Page

MENU

Memory design for autonomous driving systems

Memory design for autonomous driving systems

Feature articles |
By Peter Clarke



Introduction

While most industry watchers believe we are still perhaps over a decade away from fully autonomous vehicles becoming common in European cities, vehicle automation is already a hot spot of design activity.

The automotive industry, its regulators and insurers, unite the various technologies for automating vehicles under the banner of Advanced Driver Assistance Systems (ADAS). They categorise system capabilities into six levels, between level 0 (L0), where the vehicle is being driven by a human with no assistance, and level 5 (L5), full autonomy, where no human attention or intervention is required for the vehicle to drive safely.

ADAS L1 capabilities such as cruise control are considered standard specification for many automotive brands. ADAS L2, partial automation, and the initial L3, conditional automation, systems are on the market.  Audi’s 2018 A8 is one of a few vehicles marketed as having L3 ADAS capabilities; on roads with a central barrier, at speeds below 60Km/h, its ‘Traffic Jam Pilot’ mode can take full control.

The journey to full autonomous driving, ADAS L5 is still under way. In this article, we consider the demands of memory subsystems at the higher ADAS levels, exploring the impact of memory technology choices to identify the current design sweet spot between performance and practicality.

Growing ADAS Memory Bandwidth Demands

Above the most basic ADAS levels, vehicles will require multiple sensors to be integrated to enable the timely and accurate decision making required for safe automated driving.  Typically multiple LiDAR, radar and camera sensors at the front, rear, left, and right of the vehicle will be employed to compose a 360-degree view for situational awareness. Both wide-angle sensors for short range detection of objects, and longer range sensors with a narrower view are usually required.

Analysis from just three years ago, estimated that a comprehensive sensor suite comprising radar, LiDAR, cameras, ultrasonic, vehicle motion, satellite navigation and an inertial measurement system, would require a total sensor bandwidth of around 40 gigabits per second (Gb/s). 

In the intervening period, LiDAR, radar and camera, resolutions have climbed to match the performance requirements of more demanding ADAS levels and a broader range of operating conditions. Recent radar sensor packages alone are delivering 30 Gb/s, each of these would be only a portion of the data flow generated by the complete sensor suite.

Tasks and exercises
A – Reproduce the part of the memory design article that opens with the words containing "In the intervening" and closes with "complete sensor suite.".
B – Continue the article on memory design for autonomous driving systems from where it stops.
The lines that come next have nothing to do with the article.

Data extract
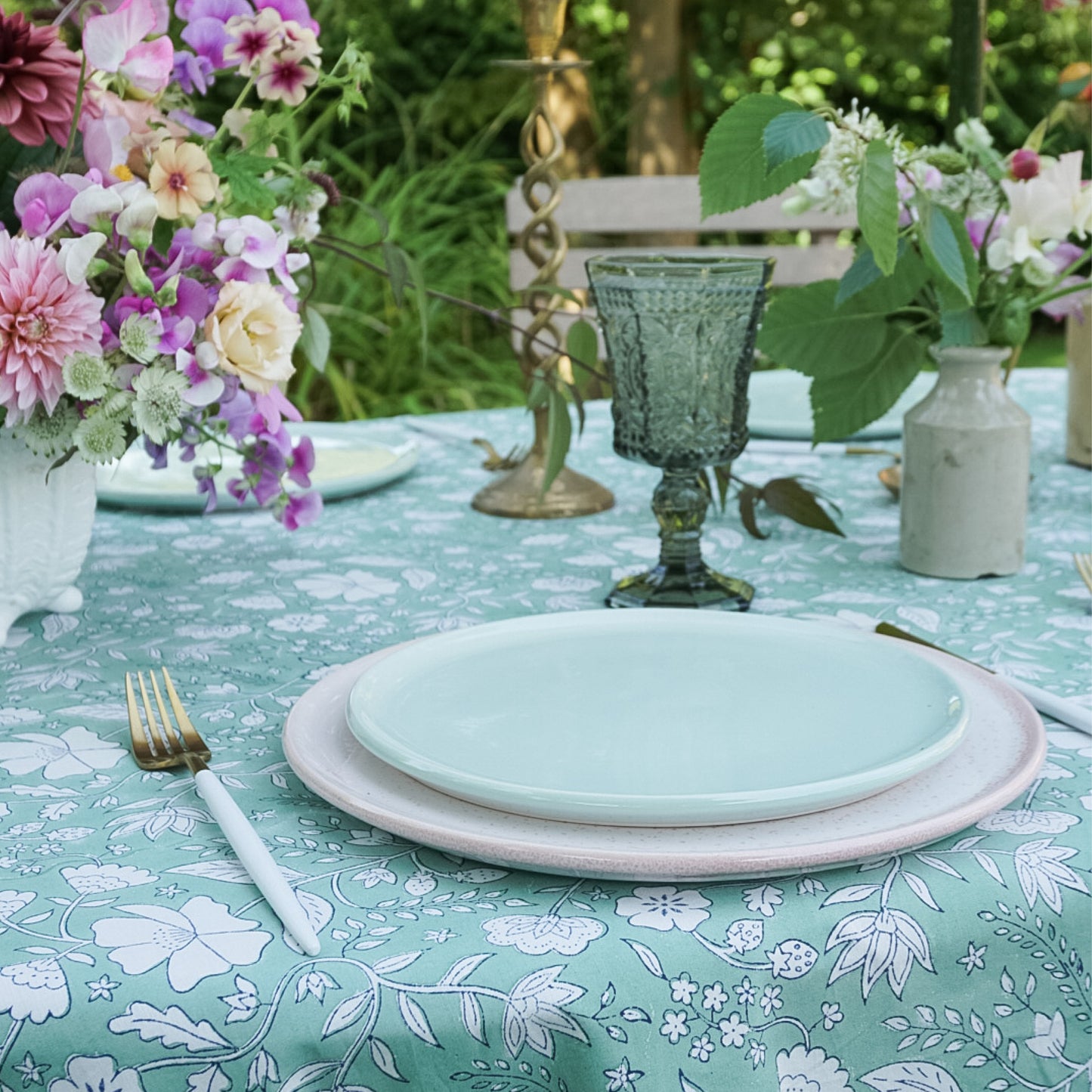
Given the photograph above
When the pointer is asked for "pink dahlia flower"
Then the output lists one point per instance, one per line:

Answers given
A –
In the intervening period, LiDAR, radar and camera, resolutions have climbed to match the performance requirements of more demanding ADAS levels and a broader range of operating conditions. Recent radar sensor packages alone are delivering 30 Gb/s, each of these would be only a portion of the data flow generated by the complete sensor suite.

B –
This growing body of collected sensor data feeds the machine learning (ML) training systems of neural networks, to produce increasingly complex inference models for the various aspects of vehicle control. Inference models with the sophistication required to deliver full autonomy, L5, will require significant bandwidth between memory and processing elements to synthesise, analyse and act on the real-time sensor data flooding into the system.

ML training efficiency is limited by how much data can be processed. It can be accelerated by scaling into data centre-based systems to deliver the necessary storage, bandwidth and compute capacity. With the exponential growth in the size and complexity of training models, that training scaling comes with its own set of challenges. The data centre environment however is far different from what ADAS systems will experience in-vehicle.

In-vehicle inference requires compute-intensive, high-bandwidth systems delivered within cost, space and long-term reliability constraints that don’t apply to data centre hosted ML training environments. So while both training and inference are ML processes, each brings its own set unique demands for memory system selection.

In-vehicle delivery of the data throughput needed for real-time inference at full autonomy will require significant optimisation of memory-processor interfacing whether using CPU, GPU or a dedicated AI/ML accelerator platform.

Figure 1: Predicted memory bandwidth required by each ADAS Level (Image source: https://www.anandtech.com/show/12362/micron-rambus-others-team-up-to-spur-gddr6-adoption)

The size and complexity of inference models grow significantly with each upward step in ADAS level, with a consequent increase in the required memory-processor bandwidth. An L2 ADAS, system in current use is likely processing around 60 gigabytes per second (GB/s). The step up to L3 ADAS, with inputs from a more sophisticated sensor suite, will require at least 200 GB/s of memory bandwidth. So how can this bandwidth be practically delivered in vehicle?

Memory choices

As a safety critical system ADAS has high qualification standards. To reduce both design risk and in service risk, tried and tested memory systems are preferred. Technologies such as LPDDR with billions of smartphone deployments, DDR4, used most commonly in laptops and desktop systems, and GDDR6 designed into in hundreds of millions of graphics cards, have been favoured for implementation in ADAS systems. Table 1 summarises the characteristics of these memory systems.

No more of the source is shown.